▸ Task requirements:
The answer should be the lines from the one with "Query: advertisement poster on tram" through the final line of the entries, restated word for word.

BEGIN Records provided

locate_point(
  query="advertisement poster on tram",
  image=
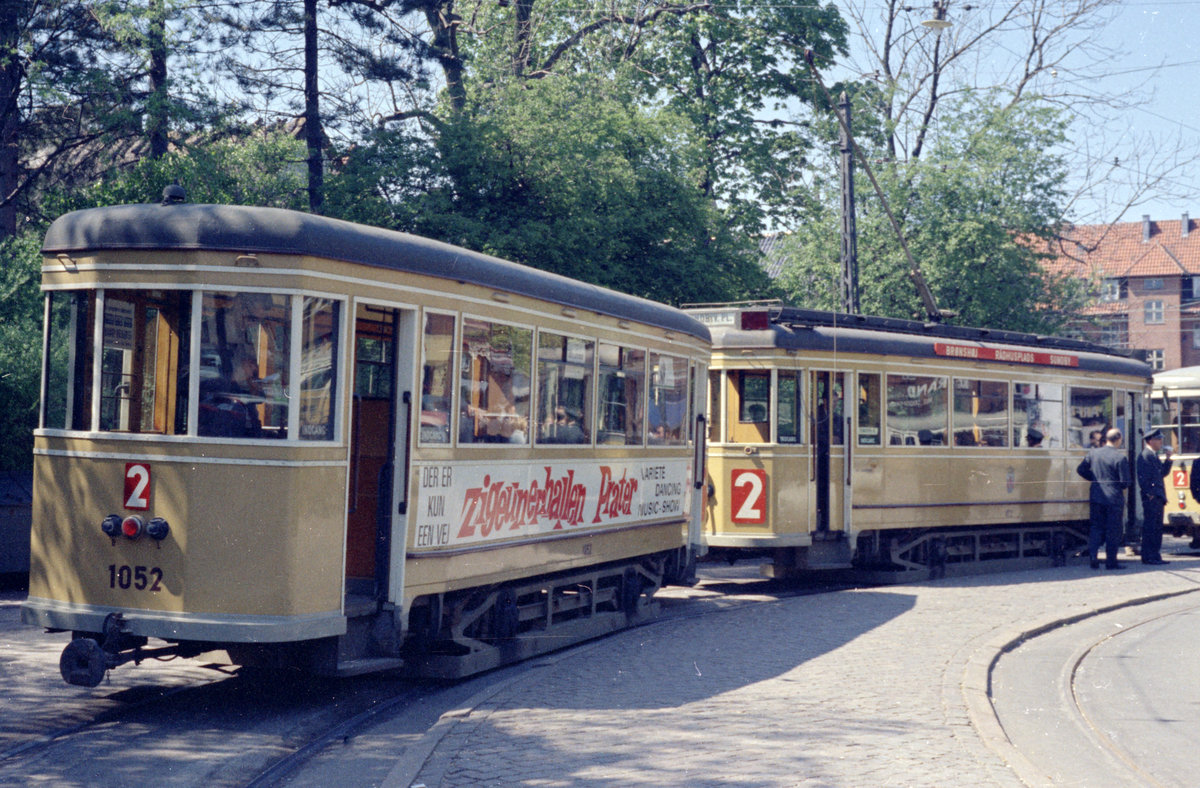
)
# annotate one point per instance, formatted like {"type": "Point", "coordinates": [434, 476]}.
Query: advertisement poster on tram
{"type": "Point", "coordinates": [472, 504]}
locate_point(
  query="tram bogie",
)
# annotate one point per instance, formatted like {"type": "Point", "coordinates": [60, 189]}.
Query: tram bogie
{"type": "Point", "coordinates": [317, 445]}
{"type": "Point", "coordinates": [901, 449]}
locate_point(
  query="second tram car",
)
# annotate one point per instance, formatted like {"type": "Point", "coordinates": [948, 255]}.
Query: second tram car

END Records provided

▸ Response to the exercise:
Query: advertisement poster on tram
{"type": "Point", "coordinates": [472, 504]}
locate_point(
  query="tram bogie",
)
# annotate one point per instance, formatted like {"type": "Point", "coordinates": [60, 189]}.
Query: tram bogie
{"type": "Point", "coordinates": [317, 445]}
{"type": "Point", "coordinates": [901, 449]}
locate_point(
  query="second tram car",
)
# annotate one point per instance, formatted like {"type": "Point", "coordinates": [948, 255]}.
Query: second tram car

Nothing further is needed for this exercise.